TO BE DONE: Rewrite every line of the records below with "outputting" replaced by "giving" and nothing else changed. Leave the pictures out of your answer.
[start RECORDS SUPPLIED]
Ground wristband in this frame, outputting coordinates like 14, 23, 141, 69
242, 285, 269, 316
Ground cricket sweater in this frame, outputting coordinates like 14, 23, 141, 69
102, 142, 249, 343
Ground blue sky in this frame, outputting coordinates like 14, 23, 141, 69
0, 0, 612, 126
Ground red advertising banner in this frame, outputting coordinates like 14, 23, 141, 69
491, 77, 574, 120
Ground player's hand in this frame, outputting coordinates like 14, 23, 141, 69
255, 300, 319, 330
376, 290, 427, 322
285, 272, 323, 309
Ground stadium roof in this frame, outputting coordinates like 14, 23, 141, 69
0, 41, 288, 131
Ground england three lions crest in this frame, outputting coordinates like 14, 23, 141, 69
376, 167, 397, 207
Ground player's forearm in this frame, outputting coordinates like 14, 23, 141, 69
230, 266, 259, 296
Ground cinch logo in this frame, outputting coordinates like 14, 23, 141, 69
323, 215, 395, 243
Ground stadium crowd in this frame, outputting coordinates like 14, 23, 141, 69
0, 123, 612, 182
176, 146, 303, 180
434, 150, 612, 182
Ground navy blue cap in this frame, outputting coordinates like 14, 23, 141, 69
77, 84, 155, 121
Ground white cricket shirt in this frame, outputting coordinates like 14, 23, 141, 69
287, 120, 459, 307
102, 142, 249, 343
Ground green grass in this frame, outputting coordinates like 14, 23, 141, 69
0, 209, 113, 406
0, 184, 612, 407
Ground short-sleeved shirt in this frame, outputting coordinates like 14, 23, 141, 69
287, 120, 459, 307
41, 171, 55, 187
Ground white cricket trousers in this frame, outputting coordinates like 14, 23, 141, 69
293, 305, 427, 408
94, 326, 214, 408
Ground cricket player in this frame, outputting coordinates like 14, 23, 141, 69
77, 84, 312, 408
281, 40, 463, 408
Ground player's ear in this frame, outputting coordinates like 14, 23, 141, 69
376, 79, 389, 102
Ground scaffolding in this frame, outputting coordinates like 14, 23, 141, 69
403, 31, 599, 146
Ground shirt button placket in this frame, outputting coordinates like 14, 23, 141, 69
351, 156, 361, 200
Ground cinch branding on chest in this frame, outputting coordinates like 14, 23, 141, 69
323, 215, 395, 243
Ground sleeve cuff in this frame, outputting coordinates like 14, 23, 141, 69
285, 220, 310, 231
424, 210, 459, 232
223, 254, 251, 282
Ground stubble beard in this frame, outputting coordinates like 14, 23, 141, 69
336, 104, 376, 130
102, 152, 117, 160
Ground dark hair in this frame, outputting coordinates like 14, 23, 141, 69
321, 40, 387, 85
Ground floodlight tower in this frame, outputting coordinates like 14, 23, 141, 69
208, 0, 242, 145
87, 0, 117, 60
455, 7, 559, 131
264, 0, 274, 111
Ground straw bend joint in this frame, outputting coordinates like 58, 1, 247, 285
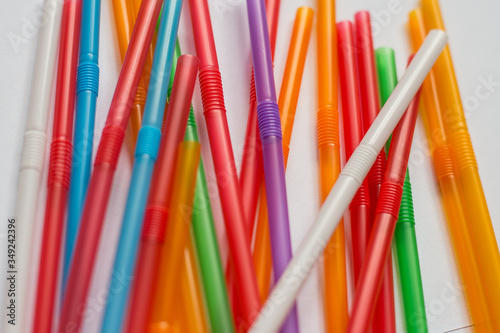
[end RECORDS SUPPLIED]
SOLVED PROBLEM:
Ground wristband in this frame, giving coordinates like 14, 23, 141, 69
242, 285, 269, 316
Ground cricket sweater in this frame, giving coordinates like 14, 23, 141, 69
102, 142, 249, 343
Ground blue sky in this frame, giving coordinates like 14, 23, 141, 69
0, 0, 612, 126
Ground red advertising banner in this frame, giving coordinates like 14, 23, 141, 69
491, 77, 574, 120
Ground player's hand in this frame, giving coordinates like 14, 23, 141, 69
255, 300, 319, 330
376, 290, 427, 322
285, 272, 323, 309
Ground stadium roof in this frame, giving coordinates like 14, 23, 141, 69
0, 41, 288, 131
Ground england three lions crest in this frame, giving coordinates like 14, 23, 141, 69
376, 167, 397, 207
Ground player's forearm in this frame, giving coordinates like 14, 23, 141, 69
230, 266, 259, 296
Ground cinch logo in this frame, giving coordinates like 14, 23, 141, 69
323, 215, 395, 243
Ground stadium crowd in this frame, giving coordinates like 14, 23, 141, 69
0, 123, 612, 182
176, 146, 303, 180
434, 150, 612, 182
Ground navy blue cap in this frame, giving coordinates like 14, 23, 141, 69
77, 84, 155, 121
Ground white cricket shirt in this frame, giving coordinates like 14, 23, 141, 69
287, 120, 459, 307
102, 142, 249, 343
Ground green grass in this frame, giving coordinates like 14, 23, 141, 69
0, 209, 113, 406
0, 184, 612, 407
Ground short-sleeved shirt in this frame, giving coordinates like 14, 23, 141, 69
287, 120, 459, 307
41, 171, 55, 187
Ground white cricket trousers in this frame, giving coordinates like 14, 23, 141, 69
293, 305, 427, 408
94, 326, 214, 408
Ground cricket player in this frame, giving coordinates like 14, 23, 141, 69
77, 84, 312, 408
281, 40, 463, 408
Ground player's ear in this frame, giving coordinates like 14, 23, 141, 69
376, 79, 389, 102
Ground scaffolding in this frame, giving coordinates like 14, 23, 141, 69
403, 31, 599, 146
Ground shirt button placket in this frame, giving coordinates like 14, 23, 141, 69
351, 156, 361, 200
Ground cinch branding on chest in this frame, giving coordinates like 14, 23, 141, 69
323, 215, 395, 243
Ground sleeve cuff in this frame, giving coordinates like 14, 23, 141, 69
285, 220, 310, 231
424, 210, 459, 232
223, 254, 251, 282
Ground stubble beard in this frame, giving coordinates like 14, 23, 141, 69
336, 104, 376, 130
102, 152, 117, 160
Ground dark hair in this frame, giving coordinates like 14, 23, 141, 69
321, 40, 387, 85
Ground floodlight tower in this frame, giving coordinates like 14, 23, 141, 69
208, 0, 242, 145
87, 0, 117, 60
455, 7, 559, 131
264, 0, 274, 111
Ground straw bend joint in this frame, giving coordinates like 58, 1, 247, 285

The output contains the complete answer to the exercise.